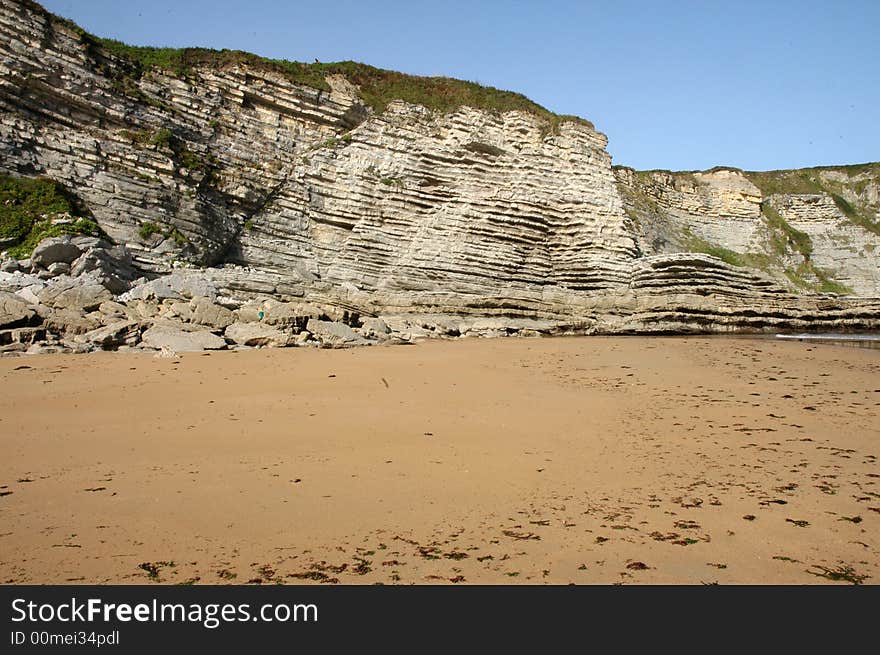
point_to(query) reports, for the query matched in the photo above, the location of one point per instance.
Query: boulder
(163, 337)
(334, 334)
(22, 335)
(205, 312)
(173, 287)
(55, 250)
(58, 268)
(255, 334)
(120, 333)
(70, 321)
(295, 315)
(30, 294)
(111, 311)
(83, 293)
(111, 266)
(374, 327)
(14, 312)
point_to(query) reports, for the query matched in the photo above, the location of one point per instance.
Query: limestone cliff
(302, 187)
(815, 229)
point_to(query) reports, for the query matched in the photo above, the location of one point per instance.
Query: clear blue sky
(680, 85)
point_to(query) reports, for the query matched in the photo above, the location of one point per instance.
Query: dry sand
(570, 460)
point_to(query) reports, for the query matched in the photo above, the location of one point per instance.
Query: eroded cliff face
(280, 189)
(812, 230)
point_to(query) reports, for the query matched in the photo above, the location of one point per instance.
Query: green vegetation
(796, 181)
(378, 87)
(32, 209)
(784, 235)
(148, 229)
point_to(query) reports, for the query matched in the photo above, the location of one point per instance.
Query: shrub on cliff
(32, 209)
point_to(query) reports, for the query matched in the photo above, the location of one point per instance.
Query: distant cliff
(422, 197)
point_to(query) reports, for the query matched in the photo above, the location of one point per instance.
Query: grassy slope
(29, 209)
(783, 237)
(377, 87)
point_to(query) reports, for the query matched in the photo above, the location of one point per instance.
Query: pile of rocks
(79, 294)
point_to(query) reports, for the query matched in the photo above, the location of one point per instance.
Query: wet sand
(569, 460)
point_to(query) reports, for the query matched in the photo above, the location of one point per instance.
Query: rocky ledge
(81, 294)
(238, 202)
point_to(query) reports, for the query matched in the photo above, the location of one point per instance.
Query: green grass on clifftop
(377, 87)
(32, 209)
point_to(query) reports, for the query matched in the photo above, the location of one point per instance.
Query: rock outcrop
(245, 196)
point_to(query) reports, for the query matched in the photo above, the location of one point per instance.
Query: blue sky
(679, 85)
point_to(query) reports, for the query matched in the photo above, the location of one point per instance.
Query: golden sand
(585, 460)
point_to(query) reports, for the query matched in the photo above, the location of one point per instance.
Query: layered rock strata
(466, 222)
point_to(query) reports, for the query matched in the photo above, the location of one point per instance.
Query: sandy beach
(507, 461)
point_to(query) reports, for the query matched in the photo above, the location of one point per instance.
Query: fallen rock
(70, 321)
(172, 287)
(9, 265)
(111, 266)
(255, 334)
(334, 334)
(111, 310)
(163, 337)
(27, 335)
(14, 311)
(374, 327)
(54, 250)
(121, 333)
(84, 293)
(58, 268)
(205, 312)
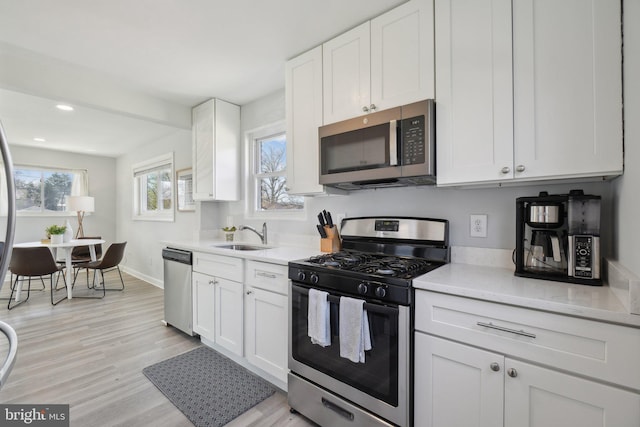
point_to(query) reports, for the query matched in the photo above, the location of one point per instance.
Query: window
(270, 174)
(153, 189)
(43, 191)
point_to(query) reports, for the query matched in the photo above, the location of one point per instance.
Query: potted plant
(56, 233)
(228, 233)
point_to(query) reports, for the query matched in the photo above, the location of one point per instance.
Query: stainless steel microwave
(389, 148)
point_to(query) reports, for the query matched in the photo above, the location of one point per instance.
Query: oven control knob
(381, 292)
(363, 288)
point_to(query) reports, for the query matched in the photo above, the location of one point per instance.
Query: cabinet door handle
(265, 274)
(503, 329)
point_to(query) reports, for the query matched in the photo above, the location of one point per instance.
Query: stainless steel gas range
(380, 258)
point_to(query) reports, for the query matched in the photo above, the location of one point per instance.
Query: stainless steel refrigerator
(7, 330)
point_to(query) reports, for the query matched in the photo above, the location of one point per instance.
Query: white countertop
(275, 255)
(500, 285)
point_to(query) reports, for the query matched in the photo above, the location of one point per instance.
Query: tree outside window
(153, 189)
(42, 191)
(271, 175)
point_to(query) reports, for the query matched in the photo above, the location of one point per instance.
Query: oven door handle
(373, 308)
(337, 409)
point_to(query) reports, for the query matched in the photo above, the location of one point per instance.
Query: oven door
(381, 384)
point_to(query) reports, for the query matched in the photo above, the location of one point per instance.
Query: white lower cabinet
(460, 385)
(229, 315)
(204, 297)
(455, 385)
(482, 364)
(266, 331)
(249, 319)
(218, 303)
(266, 317)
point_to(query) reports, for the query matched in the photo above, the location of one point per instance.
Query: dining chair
(82, 254)
(110, 261)
(33, 262)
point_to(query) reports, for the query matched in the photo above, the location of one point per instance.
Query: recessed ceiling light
(64, 107)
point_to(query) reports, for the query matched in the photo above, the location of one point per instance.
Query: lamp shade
(80, 203)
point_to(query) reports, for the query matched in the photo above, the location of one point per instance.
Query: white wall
(144, 248)
(626, 188)
(101, 186)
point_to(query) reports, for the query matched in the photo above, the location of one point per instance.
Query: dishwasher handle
(177, 255)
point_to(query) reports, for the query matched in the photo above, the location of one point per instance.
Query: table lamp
(80, 204)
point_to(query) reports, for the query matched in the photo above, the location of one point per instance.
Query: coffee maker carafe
(557, 237)
(546, 252)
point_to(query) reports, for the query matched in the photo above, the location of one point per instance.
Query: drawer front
(270, 277)
(219, 266)
(591, 348)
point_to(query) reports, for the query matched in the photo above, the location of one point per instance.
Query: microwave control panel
(413, 143)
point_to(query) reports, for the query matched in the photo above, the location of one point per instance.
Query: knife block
(332, 242)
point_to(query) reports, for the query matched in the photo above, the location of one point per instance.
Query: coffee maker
(558, 237)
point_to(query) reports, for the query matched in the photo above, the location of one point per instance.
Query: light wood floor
(90, 354)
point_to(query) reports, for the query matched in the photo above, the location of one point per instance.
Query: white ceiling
(133, 69)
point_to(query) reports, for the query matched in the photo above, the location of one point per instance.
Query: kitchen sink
(241, 247)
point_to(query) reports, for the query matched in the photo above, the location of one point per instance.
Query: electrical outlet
(478, 225)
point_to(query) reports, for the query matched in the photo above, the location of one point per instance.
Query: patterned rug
(208, 388)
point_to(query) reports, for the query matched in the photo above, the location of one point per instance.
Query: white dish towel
(318, 326)
(354, 329)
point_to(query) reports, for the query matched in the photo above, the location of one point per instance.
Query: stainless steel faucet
(263, 235)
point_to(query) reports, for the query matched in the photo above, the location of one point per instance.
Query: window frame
(82, 191)
(252, 205)
(143, 169)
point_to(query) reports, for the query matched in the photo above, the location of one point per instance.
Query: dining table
(67, 247)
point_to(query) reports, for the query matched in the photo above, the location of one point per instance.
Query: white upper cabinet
(303, 103)
(347, 74)
(380, 64)
(551, 110)
(567, 88)
(474, 98)
(402, 56)
(216, 151)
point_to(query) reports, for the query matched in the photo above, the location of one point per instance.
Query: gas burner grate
(373, 264)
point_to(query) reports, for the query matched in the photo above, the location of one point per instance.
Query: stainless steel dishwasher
(178, 303)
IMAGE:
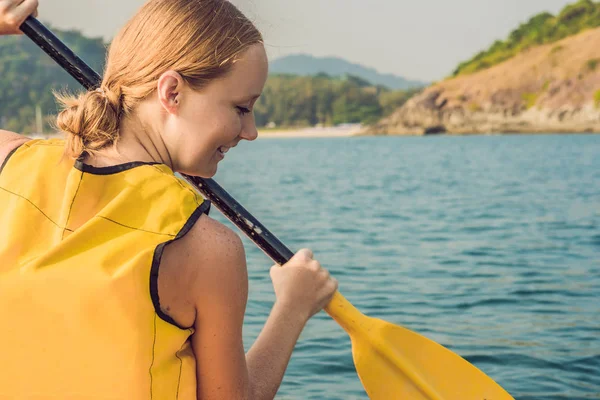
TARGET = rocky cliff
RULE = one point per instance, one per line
(550, 88)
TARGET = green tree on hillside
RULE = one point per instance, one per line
(540, 29)
(28, 77)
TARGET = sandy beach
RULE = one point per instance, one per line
(324, 132)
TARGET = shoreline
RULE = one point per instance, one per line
(312, 132)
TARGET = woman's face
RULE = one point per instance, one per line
(207, 123)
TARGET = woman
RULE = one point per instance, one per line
(114, 283)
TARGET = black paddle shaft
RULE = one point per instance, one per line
(210, 189)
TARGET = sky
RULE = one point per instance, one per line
(416, 39)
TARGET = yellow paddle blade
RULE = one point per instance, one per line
(395, 363)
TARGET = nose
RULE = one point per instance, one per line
(249, 131)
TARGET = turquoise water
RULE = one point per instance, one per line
(489, 245)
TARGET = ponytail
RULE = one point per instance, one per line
(90, 120)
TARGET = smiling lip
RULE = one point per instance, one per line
(221, 151)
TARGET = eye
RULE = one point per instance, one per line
(242, 110)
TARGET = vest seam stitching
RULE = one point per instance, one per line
(180, 370)
(187, 188)
(9, 155)
(71, 207)
(134, 228)
(152, 362)
(156, 259)
(37, 208)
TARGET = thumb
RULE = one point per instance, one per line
(303, 255)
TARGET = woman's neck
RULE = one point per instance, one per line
(137, 141)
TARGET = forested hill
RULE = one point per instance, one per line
(28, 77)
(545, 78)
(540, 29)
(307, 65)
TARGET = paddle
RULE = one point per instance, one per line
(392, 362)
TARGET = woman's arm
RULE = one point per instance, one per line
(8, 142)
(214, 275)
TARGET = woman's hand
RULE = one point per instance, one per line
(302, 286)
(13, 13)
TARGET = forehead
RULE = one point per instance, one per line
(249, 72)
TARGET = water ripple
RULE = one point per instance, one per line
(487, 245)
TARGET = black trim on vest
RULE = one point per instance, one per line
(202, 209)
(10, 155)
(114, 169)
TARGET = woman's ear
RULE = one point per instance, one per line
(169, 88)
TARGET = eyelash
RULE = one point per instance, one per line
(243, 110)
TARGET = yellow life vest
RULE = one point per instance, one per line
(80, 248)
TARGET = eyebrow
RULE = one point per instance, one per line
(251, 98)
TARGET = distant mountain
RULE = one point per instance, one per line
(303, 64)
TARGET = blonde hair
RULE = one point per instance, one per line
(200, 39)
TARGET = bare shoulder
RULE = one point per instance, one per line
(208, 262)
(8, 142)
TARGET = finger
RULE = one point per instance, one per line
(304, 255)
(24, 10)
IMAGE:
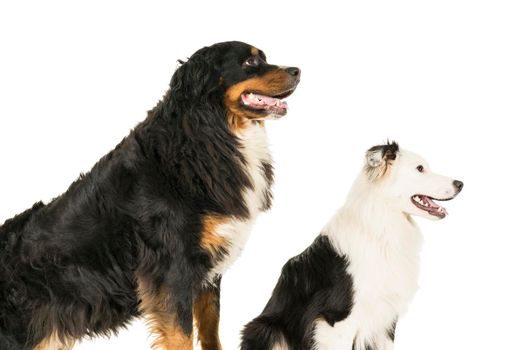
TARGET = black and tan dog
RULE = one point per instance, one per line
(152, 227)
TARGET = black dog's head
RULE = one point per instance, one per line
(236, 76)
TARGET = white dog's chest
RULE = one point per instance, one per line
(384, 283)
(236, 231)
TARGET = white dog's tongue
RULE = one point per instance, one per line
(433, 204)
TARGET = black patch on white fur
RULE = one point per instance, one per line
(312, 285)
(389, 150)
(392, 330)
(378, 159)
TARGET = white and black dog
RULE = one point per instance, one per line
(348, 289)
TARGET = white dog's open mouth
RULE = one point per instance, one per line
(427, 204)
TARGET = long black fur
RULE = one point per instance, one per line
(71, 266)
(312, 285)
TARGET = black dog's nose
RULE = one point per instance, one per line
(294, 71)
(458, 184)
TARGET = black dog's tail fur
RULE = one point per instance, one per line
(262, 333)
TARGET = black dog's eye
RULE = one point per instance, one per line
(251, 62)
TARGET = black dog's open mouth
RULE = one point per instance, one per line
(427, 204)
(267, 104)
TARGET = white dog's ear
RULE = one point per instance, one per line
(379, 158)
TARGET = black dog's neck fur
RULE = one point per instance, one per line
(196, 152)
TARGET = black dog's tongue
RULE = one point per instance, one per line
(263, 102)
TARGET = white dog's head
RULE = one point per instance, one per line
(405, 179)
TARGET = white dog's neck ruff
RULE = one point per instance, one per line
(382, 245)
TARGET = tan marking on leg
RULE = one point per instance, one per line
(54, 342)
(210, 240)
(162, 324)
(206, 313)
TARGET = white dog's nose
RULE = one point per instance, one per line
(458, 185)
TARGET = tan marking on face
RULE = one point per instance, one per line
(210, 240)
(54, 342)
(161, 323)
(273, 83)
(206, 314)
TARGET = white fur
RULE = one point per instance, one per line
(375, 231)
(254, 147)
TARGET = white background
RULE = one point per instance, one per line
(445, 79)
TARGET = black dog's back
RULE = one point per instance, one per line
(312, 285)
(60, 273)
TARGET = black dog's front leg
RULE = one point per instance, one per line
(168, 310)
(206, 310)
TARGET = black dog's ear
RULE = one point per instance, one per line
(378, 159)
(197, 78)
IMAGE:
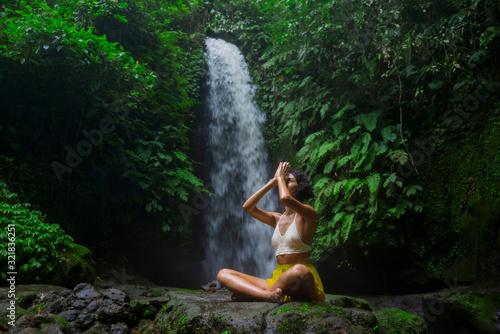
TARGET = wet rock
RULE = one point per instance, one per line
(299, 317)
(99, 328)
(212, 287)
(92, 307)
(120, 328)
(86, 291)
(117, 296)
(158, 302)
(55, 307)
(49, 323)
(26, 299)
(348, 302)
(189, 312)
(462, 311)
(80, 304)
(110, 313)
(85, 320)
(66, 293)
(69, 315)
(397, 321)
(143, 309)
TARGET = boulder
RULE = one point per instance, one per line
(200, 312)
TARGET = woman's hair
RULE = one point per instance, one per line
(304, 189)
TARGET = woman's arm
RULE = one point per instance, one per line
(250, 205)
(288, 200)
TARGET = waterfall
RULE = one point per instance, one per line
(238, 164)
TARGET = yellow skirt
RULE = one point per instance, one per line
(320, 292)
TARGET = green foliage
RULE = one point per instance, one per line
(355, 88)
(69, 66)
(37, 243)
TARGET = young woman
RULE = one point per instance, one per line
(295, 278)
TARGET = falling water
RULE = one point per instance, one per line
(238, 167)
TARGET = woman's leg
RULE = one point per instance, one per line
(248, 287)
(298, 282)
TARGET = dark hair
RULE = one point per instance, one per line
(304, 190)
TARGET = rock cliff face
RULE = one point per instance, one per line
(137, 309)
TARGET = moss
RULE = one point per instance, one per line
(483, 304)
(461, 182)
(187, 290)
(395, 321)
(76, 266)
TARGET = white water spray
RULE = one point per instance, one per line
(238, 167)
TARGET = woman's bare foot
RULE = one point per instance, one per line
(237, 298)
(276, 296)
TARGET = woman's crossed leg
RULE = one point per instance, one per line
(297, 282)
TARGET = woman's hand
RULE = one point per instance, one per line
(282, 170)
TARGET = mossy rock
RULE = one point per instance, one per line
(296, 317)
(395, 321)
(4, 313)
(191, 312)
(75, 267)
(483, 305)
(347, 302)
(49, 323)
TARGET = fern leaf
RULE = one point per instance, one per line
(373, 182)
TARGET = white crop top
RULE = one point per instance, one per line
(290, 243)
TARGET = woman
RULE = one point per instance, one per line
(295, 277)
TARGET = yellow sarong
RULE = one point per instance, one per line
(320, 292)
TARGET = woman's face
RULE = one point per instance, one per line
(291, 184)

> _Directions_
The expected output is every line from the material above where "vest" can be found.

> _Written answer_
TARGET = vest seam stitching
TARGET = black trim on vest
TARGET = yellow life vest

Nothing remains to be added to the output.